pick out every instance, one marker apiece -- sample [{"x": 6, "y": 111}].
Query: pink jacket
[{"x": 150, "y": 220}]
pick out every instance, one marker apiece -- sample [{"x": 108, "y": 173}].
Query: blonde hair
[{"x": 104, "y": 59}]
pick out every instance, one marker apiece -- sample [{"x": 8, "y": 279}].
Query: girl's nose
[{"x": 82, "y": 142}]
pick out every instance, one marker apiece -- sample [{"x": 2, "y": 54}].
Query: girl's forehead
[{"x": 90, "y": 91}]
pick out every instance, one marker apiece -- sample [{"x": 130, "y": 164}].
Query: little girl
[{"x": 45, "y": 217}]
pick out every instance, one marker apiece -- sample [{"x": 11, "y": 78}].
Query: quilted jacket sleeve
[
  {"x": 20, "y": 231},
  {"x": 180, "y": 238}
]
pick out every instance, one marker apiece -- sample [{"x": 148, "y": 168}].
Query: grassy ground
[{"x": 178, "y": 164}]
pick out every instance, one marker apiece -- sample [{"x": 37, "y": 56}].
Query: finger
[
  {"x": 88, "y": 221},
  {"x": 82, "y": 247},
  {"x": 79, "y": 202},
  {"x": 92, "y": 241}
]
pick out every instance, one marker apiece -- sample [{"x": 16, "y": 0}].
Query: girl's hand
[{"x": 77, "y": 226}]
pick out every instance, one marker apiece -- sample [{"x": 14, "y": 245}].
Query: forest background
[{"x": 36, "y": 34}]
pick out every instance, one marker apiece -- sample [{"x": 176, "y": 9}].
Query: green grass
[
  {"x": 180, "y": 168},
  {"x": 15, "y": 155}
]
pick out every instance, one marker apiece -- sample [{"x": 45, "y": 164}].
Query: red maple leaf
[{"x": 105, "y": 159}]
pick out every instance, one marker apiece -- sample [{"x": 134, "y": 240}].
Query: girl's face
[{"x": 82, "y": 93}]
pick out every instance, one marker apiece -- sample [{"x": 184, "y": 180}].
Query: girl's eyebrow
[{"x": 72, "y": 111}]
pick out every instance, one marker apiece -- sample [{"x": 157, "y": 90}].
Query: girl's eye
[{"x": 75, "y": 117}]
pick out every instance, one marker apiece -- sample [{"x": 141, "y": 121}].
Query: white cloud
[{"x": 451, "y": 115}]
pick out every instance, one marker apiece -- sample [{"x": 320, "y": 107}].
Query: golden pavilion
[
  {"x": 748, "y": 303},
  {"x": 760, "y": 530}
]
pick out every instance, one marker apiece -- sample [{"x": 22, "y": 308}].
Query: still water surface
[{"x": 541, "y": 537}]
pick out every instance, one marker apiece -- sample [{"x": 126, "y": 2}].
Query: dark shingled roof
========
## Problem description
Faithfully reproduce all of the records, character for character.

## Result
pick out every instance, one marker apiece -- sample [{"x": 6, "y": 111}].
Query: pink jacket
[{"x": 150, "y": 220}]
pick out every instance, one marker apiece -- sample [{"x": 108, "y": 173}].
Query: blonde hair
[{"x": 104, "y": 59}]
pick out every instance, one marker apiece -- sample [{"x": 8, "y": 279}].
Query: girl's nose
[{"x": 82, "y": 142}]
pick out every instance, one marker apiece -- sample [{"x": 2, "y": 54}].
Query: girl's forehead
[{"x": 90, "y": 91}]
pick out every instance, one marker apiece -- sample [{"x": 130, "y": 164}].
Query: little girl
[{"x": 45, "y": 217}]
pick out every instance, one marker apiece -- sample [{"x": 11, "y": 78}].
Query: quilted jacket sleeve
[
  {"x": 20, "y": 231},
  {"x": 180, "y": 238}
]
pick out every instance, one marker apiece -- sample [{"x": 148, "y": 168}].
Query: grassy ground
[{"x": 178, "y": 164}]
pick out every instance, one marker apiece -- sample [{"x": 37, "y": 56}].
Query: finger
[
  {"x": 88, "y": 221},
  {"x": 82, "y": 247},
  {"x": 79, "y": 202},
  {"x": 92, "y": 241}
]
pick out every instance, one marker apiece -- sample [{"x": 16, "y": 0}].
Query: girl's hand
[{"x": 77, "y": 226}]
pick out every instance, one marker apiece -- sample [{"x": 14, "y": 245}].
Query: forest background
[{"x": 36, "y": 34}]
pick out every instance, one marker apiece -- sample [{"x": 176, "y": 9}].
Query: green grass
[
  {"x": 180, "y": 168},
  {"x": 15, "y": 155}
]
pick out every instance, one marker apiece -- sample [{"x": 45, "y": 164}].
Query: red maple leaf
[{"x": 105, "y": 159}]
pick out every instance, one marker apiece -- sample [{"x": 134, "y": 240}].
Query: girl's face
[{"x": 82, "y": 93}]
pick out every instance, one marker apiece -- sample [{"x": 184, "y": 180}].
Query: girl's eyebrow
[{"x": 72, "y": 111}]
pick out every instance, one marker apiece -- sample [{"x": 157, "y": 90}].
Query: girl's eye
[{"x": 75, "y": 117}]
pick out every instance, one marker apiece -- sample [{"x": 141, "y": 121}].
Query: white cloud
[{"x": 451, "y": 115}]
pick out every instance, one marker apiece -- sample [{"x": 320, "y": 107}].
Query: golden pavilion
[
  {"x": 748, "y": 303},
  {"x": 760, "y": 530}
]
pick out every instance, one marker apiece -- sample [{"x": 22, "y": 308}].
Query: still water surface
[{"x": 541, "y": 537}]
pick out every instance, one marker apiece -- sample [{"x": 126, "y": 2}].
Query: dark shingled roof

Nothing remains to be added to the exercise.